**Выбранный отрывок:**
+++
Из этого обозрения становится ясно, что Киреевский мно­гое сказал о правильном методе достижения истины, но не разработал какой-либо системы философии. Он оставил пос­ле себя только фрагменты ценных идей, которые лишь час­тично нашли свою разработку на более позднем этапе разви­тия русской философии и еще ждут своего дальнейшего развития.

В конце своей жизни, работая над книгой по вопросам ис­тории философии, Киреевский писал: «Направление филосо-фии зависит в первом начале своем от того понятия, которое мы имеем о Пресвятой Троице» (I, 74). Эта на первый взгляд парадоксальная мысль приобретает глубокий смысл при чте­нии таких работ, как «Чтения о Богочеловечестве» и «Религиозные основы жизни» В. Соловьева, «Столп и утверждение истины» отца Павла Флоренского, «Трагедия философии» отца Сергия Булгакова и «Ценность и существование» Н. Лосского[11]. С вышеуказанными работами мы ознакомимся в последующих главах.

Киреевский, несомненно, сочетал идею консубстанциальности, выраженную в догмате о Пресвятой Троице, с идеей непосредственного внутреннего единства в. структуре сотво­ренного духовного мира. «Каждая нравственная победа в тайне одной Христианской души есть уже духовное торжество для всего Христианского мира» (I, «Отрывки», 277). «Но в физическом мире каждое существо живет и поддерживается только разрушением других; в духовном мире созидание каж­дой личности созидает всех и жизнию всех дышит каждая» (1,278), Киреевский отстаивает «духовное общение каждого Христианина с полнотой всей Церкви» (I, 277). Здесь мы можем обнаружить характерные черты положения о «соборности», об общине, разработанных Хомяковым. Несомненно, идеал общественного порядка Киреевский видел в общине. Он говорит, что «отличительный тип Русского взгляда на всякий порядок...» заключается в «совмещении личной само­стоятельности с цельностью общего порядка...». Разум запад-ноевропейца «не вмещает порядка без однообразия» (пись­мо к Аксакову от 1 июня 1855 г., I, 76).

Цельность общества, сочетающего личную свободу и ин­дивидуальные особенности граждан, возможна только при условии свободного подчинения отдельных личностей абсо­лютным ценностям и при их свободном творчестве, основан­ном на любви к цельности, к церкви, "к своему народу, к сво­ему государству и т. п.
+++
**Предоставленные записи:**
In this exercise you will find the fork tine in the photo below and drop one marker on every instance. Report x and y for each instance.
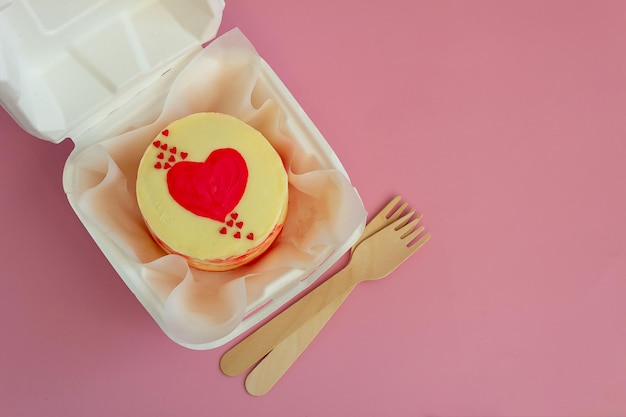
(410, 235)
(407, 227)
(384, 217)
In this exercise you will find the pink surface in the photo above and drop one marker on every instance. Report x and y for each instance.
(503, 122)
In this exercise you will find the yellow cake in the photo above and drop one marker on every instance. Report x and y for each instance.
(212, 189)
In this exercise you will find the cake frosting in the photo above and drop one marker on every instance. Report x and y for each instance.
(212, 189)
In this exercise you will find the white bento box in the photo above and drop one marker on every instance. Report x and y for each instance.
(109, 75)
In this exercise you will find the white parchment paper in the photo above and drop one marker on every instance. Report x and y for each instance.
(196, 307)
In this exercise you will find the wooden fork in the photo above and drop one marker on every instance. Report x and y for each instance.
(251, 349)
(375, 258)
(287, 336)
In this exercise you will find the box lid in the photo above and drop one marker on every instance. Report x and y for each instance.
(65, 66)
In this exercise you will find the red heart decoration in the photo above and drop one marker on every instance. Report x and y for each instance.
(211, 188)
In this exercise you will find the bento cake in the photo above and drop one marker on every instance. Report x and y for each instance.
(212, 189)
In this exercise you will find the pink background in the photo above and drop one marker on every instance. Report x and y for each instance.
(503, 122)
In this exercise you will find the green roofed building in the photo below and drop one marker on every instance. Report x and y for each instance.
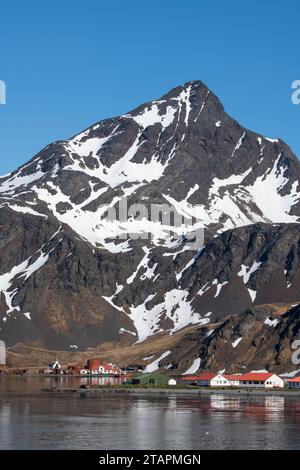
(153, 379)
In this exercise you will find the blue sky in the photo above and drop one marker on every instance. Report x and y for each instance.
(70, 63)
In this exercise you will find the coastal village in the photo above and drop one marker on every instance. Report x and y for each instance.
(137, 375)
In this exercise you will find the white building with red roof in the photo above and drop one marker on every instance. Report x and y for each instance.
(210, 379)
(293, 383)
(250, 380)
(260, 380)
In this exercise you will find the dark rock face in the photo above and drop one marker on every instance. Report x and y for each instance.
(68, 279)
(260, 338)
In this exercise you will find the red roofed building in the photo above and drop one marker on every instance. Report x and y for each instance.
(210, 379)
(294, 383)
(261, 380)
(250, 380)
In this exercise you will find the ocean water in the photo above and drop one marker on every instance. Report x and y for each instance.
(33, 419)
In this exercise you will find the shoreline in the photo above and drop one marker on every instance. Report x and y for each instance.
(164, 392)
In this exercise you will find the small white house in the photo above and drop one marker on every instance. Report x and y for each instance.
(293, 383)
(209, 379)
(261, 380)
(172, 382)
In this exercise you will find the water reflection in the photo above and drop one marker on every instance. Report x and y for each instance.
(35, 420)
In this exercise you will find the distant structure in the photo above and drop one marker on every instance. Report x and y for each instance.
(250, 380)
(55, 368)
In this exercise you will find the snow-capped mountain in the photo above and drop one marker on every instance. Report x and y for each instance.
(69, 275)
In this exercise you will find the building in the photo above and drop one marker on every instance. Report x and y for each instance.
(172, 382)
(293, 383)
(261, 380)
(109, 369)
(202, 380)
(55, 368)
(250, 380)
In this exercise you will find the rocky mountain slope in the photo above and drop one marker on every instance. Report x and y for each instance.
(76, 272)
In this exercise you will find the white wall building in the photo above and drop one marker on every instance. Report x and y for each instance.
(293, 383)
(260, 380)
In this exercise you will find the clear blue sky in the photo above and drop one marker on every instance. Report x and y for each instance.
(70, 63)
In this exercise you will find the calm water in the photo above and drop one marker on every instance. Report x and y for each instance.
(30, 419)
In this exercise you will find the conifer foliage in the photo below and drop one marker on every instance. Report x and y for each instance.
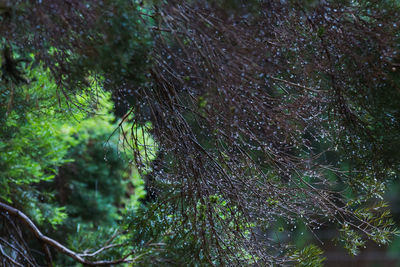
(260, 111)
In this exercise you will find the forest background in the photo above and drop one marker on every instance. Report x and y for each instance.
(198, 133)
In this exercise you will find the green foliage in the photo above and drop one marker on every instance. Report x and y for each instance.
(310, 256)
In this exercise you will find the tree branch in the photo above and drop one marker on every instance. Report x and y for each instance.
(47, 241)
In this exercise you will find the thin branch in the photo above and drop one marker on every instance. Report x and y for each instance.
(53, 243)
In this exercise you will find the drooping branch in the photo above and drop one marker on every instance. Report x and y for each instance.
(47, 241)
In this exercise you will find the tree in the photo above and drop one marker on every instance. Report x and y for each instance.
(261, 110)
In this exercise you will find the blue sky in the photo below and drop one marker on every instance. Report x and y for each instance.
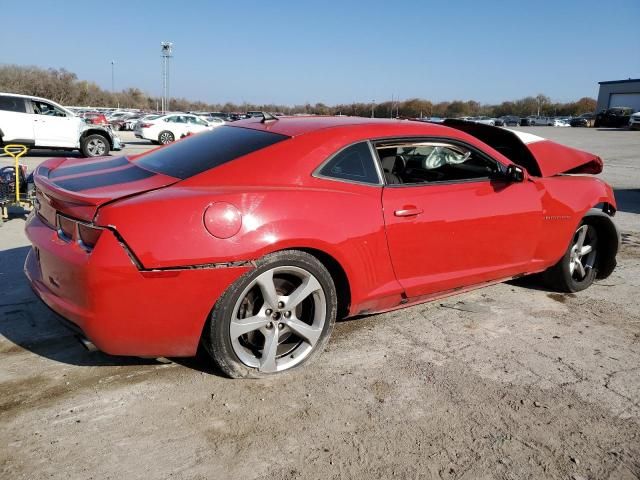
(291, 52)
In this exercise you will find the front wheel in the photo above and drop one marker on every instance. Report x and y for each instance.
(94, 146)
(273, 318)
(577, 269)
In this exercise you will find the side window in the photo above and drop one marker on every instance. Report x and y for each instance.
(354, 163)
(12, 104)
(427, 162)
(44, 108)
(197, 121)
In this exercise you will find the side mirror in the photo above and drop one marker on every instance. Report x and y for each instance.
(515, 173)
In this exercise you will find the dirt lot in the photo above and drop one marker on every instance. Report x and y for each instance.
(510, 381)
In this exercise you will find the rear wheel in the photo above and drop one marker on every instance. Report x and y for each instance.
(273, 318)
(166, 137)
(94, 146)
(577, 269)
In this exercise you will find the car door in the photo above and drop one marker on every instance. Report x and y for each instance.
(196, 124)
(54, 127)
(177, 124)
(452, 217)
(16, 125)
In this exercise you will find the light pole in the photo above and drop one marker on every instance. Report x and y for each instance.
(166, 49)
(113, 76)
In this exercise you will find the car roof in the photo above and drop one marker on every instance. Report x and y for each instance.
(299, 125)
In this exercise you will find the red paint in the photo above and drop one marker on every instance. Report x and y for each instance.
(455, 236)
(222, 220)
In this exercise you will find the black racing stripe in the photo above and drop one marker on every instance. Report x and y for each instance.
(111, 178)
(91, 167)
+++
**Задание 1:** Масштабируйте записи от строки со словами «In this exercise you will find the black» до конца записей включительно. Приведите эти строки заново вместе с запросами, умножив каждую координату в ответах на 1,9 и округлив до целого, причем половины округляются в большую сторону.
**Задание 2:** Продолжите отрывок о философии Киреевского с того места, на котором он заканчивается.

**Ответ 1:**
In this exercise you will find the black racing stripe in the photo above and drop one marker on every instance. Report x and y for each instance.
(211, 338)
(173, 317)

**Ответ 2:**
Из этого же самого понимания цельности как соборности, или общинности, вытекает отрицательное отношение Киреевского к преувеличению важности иерархии в церкви. Говоря о «Богословии» епископа Макария, Киреевский отмечает, что введение к этой книге содержит понятия, несовместимые с нашей церковью, например о непогрешимости иерархии, как будто дух святой находится в иерархии отдельно от совокуп­ности всего христианства (письмо к Кошелеву, 1851, II,258) Из понимания целостности как свободной общины возникает учение Киреевского о взаимоотношении между церковью и государством, которое он развил в письме к Кошелеву: «Государство есть устройство общества, имеющее целью жизнь земную, временную. Церковь есть устройство того же общества, имеющее целью жизнь небесную, вечную» (октябрь, 1853, II, 271). Временное должно служить вечному, поэтому государство должно руководить обществом в интересах церкви (II, 251). «Нужно ли оговариваться, что господство церкви я не понимаю как инквизицию, или как преследования за веру?» Государство должно в том согла­совываться с церковью, «чтобы поставить себе главной зада­чей своего существования — беспрестанно более и более проникаться духом церкви и не только не смотреть на церковь как на средство к своему удобнейшему существова­нию, но, напротив, в своем существовании видеть только средство для полнейшего и удобнейшего водворения Церкви. Божией на земле» (II, 271).

Действительно, когда государство вершит правосудие, наблюдает за нравственностью и святостью закона, охраняет достоинство человека и т. п., оно служит не временным, а вечным целям.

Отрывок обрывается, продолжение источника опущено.